TASK OBJECTIVE ▸
Please collect every line in the entries below that contains the word "jacket" and copy each of those lines unchanged.

** start DATA **

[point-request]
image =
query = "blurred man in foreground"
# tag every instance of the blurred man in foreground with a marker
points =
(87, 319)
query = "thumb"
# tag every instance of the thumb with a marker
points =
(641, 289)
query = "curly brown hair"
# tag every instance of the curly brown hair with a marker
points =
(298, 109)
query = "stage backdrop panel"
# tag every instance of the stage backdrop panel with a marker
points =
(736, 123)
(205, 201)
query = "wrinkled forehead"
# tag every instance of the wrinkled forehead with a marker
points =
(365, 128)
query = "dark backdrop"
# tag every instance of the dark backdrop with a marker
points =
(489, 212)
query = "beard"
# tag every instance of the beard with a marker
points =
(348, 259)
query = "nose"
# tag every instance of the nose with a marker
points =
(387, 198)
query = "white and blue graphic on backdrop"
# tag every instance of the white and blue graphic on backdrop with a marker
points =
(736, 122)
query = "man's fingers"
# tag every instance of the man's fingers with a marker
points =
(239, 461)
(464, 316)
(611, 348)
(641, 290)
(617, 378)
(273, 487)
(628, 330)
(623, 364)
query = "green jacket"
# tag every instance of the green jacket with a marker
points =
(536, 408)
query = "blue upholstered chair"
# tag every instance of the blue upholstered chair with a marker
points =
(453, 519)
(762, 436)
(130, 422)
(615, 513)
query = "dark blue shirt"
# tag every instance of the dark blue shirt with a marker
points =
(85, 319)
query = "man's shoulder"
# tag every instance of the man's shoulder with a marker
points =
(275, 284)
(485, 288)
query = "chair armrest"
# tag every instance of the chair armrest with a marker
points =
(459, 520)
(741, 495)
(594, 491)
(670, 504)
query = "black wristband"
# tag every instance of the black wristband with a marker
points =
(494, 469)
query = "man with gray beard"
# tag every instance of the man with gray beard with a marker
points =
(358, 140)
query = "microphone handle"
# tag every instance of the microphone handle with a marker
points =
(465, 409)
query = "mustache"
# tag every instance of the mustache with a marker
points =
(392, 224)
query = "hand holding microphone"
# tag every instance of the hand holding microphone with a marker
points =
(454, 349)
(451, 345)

** end DATA **
** start DATA **

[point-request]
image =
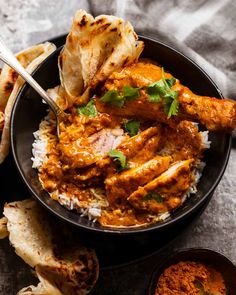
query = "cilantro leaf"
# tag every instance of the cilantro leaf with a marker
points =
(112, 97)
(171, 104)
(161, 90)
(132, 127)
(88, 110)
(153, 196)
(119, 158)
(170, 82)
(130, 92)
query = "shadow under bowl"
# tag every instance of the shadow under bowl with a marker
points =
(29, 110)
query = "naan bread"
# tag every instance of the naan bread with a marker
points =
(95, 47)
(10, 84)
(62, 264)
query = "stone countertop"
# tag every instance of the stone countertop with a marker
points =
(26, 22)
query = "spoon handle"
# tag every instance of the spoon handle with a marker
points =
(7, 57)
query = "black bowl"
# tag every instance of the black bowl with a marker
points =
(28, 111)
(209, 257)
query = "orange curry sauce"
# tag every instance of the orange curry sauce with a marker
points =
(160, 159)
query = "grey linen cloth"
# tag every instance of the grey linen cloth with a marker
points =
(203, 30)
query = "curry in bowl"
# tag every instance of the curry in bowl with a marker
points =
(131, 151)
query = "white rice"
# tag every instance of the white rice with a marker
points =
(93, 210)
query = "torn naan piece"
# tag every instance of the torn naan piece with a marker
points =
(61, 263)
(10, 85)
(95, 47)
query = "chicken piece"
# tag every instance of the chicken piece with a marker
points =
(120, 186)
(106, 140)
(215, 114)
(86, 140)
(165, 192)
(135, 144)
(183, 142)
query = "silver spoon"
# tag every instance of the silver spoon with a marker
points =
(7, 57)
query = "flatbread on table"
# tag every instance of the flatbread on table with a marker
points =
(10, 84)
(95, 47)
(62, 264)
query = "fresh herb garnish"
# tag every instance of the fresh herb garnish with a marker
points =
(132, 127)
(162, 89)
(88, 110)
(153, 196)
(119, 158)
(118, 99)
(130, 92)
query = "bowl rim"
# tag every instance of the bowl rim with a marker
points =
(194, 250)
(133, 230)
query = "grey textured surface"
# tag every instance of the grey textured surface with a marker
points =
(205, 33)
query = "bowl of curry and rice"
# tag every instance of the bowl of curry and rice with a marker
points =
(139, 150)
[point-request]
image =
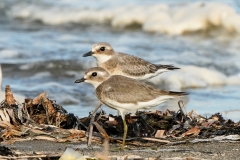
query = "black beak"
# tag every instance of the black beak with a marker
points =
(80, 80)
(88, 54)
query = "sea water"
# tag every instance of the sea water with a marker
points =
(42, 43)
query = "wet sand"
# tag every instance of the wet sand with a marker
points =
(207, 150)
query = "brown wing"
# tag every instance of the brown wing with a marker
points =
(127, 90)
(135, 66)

** end DATA **

OUTPUT FOR THIS EXERCISE ▸
query = "green jacket"
# tag every instance of the green jacket with a marker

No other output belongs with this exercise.